Please reproduce the items below word for word, starting at the line that contains "[point] every instance of the bare" and continuing through the end of the items. Include both of those ends and nothing else.

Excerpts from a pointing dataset
────
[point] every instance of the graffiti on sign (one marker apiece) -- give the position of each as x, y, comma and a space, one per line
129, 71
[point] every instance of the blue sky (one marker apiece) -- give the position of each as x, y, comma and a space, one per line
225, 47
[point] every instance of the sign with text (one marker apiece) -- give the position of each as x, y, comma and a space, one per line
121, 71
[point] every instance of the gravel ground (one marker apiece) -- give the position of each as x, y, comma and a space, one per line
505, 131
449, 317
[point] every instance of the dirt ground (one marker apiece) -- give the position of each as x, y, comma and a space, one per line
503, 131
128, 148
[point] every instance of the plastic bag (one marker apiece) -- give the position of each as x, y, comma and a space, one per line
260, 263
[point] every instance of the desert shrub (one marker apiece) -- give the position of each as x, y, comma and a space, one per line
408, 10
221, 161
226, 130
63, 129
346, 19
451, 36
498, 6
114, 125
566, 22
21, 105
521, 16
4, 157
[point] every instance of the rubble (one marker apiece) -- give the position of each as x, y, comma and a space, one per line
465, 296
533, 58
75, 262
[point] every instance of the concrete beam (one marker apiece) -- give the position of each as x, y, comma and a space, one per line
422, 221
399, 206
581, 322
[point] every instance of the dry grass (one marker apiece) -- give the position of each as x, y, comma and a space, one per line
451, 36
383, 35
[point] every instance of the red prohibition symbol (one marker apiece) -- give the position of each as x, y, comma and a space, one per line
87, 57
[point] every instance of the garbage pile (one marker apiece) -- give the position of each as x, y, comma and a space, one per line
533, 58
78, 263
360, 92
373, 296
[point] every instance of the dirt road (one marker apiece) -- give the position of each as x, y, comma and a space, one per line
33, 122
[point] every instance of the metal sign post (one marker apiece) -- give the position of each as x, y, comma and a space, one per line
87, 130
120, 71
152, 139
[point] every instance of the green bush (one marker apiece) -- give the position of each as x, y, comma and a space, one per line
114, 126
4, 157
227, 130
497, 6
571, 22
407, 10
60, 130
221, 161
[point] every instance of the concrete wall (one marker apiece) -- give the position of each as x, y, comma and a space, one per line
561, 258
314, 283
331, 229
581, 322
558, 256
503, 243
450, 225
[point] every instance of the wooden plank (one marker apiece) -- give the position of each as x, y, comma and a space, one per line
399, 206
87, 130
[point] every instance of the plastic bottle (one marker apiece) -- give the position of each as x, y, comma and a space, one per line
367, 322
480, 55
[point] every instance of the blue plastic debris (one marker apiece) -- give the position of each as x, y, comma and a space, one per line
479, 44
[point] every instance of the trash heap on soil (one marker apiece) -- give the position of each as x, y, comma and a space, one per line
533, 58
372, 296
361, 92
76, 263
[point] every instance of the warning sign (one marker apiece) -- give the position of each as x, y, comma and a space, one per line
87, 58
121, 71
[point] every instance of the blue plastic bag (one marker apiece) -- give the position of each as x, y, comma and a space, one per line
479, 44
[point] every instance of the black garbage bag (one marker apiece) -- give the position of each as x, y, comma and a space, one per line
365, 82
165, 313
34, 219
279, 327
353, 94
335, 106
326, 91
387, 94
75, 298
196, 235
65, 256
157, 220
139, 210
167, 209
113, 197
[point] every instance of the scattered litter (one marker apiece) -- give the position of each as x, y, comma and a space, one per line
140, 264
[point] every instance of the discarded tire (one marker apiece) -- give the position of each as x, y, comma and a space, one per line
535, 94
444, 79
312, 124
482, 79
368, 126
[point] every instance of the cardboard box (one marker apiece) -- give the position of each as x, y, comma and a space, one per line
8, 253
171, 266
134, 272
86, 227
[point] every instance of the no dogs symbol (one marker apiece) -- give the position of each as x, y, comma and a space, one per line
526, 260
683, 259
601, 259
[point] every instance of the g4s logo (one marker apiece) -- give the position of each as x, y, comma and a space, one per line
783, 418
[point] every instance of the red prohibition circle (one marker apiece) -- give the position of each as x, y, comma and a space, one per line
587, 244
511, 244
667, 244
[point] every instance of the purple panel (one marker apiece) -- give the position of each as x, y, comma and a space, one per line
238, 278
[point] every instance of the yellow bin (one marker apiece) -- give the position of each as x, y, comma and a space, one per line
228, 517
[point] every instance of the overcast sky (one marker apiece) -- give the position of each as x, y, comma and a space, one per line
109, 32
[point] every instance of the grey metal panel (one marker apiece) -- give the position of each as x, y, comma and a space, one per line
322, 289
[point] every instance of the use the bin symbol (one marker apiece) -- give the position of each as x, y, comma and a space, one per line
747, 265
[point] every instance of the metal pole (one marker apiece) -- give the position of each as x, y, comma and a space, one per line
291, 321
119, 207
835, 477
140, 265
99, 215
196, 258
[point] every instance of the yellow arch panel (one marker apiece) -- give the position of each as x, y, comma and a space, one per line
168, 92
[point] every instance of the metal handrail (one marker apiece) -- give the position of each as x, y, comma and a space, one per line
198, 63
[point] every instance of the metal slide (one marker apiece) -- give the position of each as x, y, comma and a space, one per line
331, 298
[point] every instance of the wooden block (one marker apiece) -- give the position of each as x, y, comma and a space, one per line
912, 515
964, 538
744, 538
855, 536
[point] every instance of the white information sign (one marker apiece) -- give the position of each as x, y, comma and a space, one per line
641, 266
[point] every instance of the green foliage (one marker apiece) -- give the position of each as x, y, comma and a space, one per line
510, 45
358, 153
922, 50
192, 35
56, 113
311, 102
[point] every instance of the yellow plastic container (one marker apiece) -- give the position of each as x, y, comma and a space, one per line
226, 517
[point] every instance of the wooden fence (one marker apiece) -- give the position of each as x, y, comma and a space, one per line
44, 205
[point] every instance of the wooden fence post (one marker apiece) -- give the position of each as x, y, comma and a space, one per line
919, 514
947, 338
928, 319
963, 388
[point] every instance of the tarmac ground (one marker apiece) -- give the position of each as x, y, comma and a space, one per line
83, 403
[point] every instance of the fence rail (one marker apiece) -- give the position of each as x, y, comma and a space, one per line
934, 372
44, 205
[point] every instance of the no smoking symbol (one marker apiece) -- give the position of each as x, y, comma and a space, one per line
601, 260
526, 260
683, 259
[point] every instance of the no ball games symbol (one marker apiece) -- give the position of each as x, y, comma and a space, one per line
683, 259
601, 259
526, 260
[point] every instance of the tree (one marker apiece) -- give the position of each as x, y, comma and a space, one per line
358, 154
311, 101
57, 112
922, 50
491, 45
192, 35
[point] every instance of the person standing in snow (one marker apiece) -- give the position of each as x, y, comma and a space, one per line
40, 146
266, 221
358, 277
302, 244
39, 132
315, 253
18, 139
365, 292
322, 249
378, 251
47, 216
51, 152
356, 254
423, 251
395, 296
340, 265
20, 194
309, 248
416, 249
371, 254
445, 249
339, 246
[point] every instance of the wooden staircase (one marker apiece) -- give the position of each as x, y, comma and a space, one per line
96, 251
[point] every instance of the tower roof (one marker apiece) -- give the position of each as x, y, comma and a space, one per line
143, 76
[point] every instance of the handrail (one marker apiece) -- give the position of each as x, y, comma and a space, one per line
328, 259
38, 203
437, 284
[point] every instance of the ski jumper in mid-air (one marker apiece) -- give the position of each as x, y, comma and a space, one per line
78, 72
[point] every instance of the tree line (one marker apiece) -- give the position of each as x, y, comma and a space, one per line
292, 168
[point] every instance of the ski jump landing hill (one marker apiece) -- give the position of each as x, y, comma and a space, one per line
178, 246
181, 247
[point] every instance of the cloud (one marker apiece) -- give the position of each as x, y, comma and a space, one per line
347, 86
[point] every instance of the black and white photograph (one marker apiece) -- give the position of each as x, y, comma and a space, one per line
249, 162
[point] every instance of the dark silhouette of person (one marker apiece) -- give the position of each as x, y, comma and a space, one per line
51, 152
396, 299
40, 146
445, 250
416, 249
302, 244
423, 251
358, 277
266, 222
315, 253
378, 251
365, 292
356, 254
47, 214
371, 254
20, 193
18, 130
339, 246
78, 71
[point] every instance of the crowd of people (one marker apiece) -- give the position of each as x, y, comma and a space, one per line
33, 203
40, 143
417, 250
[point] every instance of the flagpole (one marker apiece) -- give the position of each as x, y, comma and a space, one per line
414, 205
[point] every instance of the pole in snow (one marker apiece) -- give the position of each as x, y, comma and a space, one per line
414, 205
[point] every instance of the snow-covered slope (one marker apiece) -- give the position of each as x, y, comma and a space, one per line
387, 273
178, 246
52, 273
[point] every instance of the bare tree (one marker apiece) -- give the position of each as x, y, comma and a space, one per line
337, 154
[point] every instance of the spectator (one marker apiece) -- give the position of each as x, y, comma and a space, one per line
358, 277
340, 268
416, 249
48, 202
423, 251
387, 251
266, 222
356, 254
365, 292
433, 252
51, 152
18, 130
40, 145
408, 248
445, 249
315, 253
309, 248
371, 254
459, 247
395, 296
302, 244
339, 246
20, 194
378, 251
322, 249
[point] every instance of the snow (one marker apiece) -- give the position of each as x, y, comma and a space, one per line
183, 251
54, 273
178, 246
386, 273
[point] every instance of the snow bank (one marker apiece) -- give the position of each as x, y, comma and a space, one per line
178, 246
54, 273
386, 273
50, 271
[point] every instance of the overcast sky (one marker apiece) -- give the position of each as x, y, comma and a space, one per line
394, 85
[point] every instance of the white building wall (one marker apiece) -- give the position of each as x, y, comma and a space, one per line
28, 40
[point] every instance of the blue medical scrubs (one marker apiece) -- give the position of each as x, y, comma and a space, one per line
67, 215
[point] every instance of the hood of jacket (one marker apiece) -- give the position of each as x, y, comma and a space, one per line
────
• [FULL SOLUTION]
[point] every instance of the bare tree (one marker apiece) -- give the position of each as x, y, comma and a space, one per line
337, 154
[point] every instance of the spectator (one marker apiece) -- give the position of each as x, y, comma and a space, one per line
358, 277
340, 268
416, 249
48, 202
423, 251
387, 251
266, 222
356, 254
365, 292
433, 252
51, 152
18, 130
40, 145
408, 248
445, 249
315, 253
309, 248
371, 254
459, 247
395, 296
302, 244
339, 246
20, 194
378, 251
322, 249
[point] every instance of the snow (one marker apiece) -- give the position of each as x, y, comma and a space, one per line
183, 251
54, 273
178, 246
386, 273
[point] every instance of the snow bank (one marker apiece) -- give the position of each as x, y, comma and a space, one per line
178, 246
54, 273
386, 273
50, 271
[point] every instance of the overcast sky (one marker apiece) -- give the position of each as x, y, comma and a space, one per line
394, 85
[point] every instance of the white building wall (one marker apiece) -- give the position of each as x, y, comma and a space, one per line
28, 40
[point] every instance of the blue medical scrubs (one marker apiece) -- give the position of each as x, y, comma and a space, one per line
67, 215
[point] every instance of the hood of jacket (one marker apiece) -- give the position of each as x, y, comma and a space, one per line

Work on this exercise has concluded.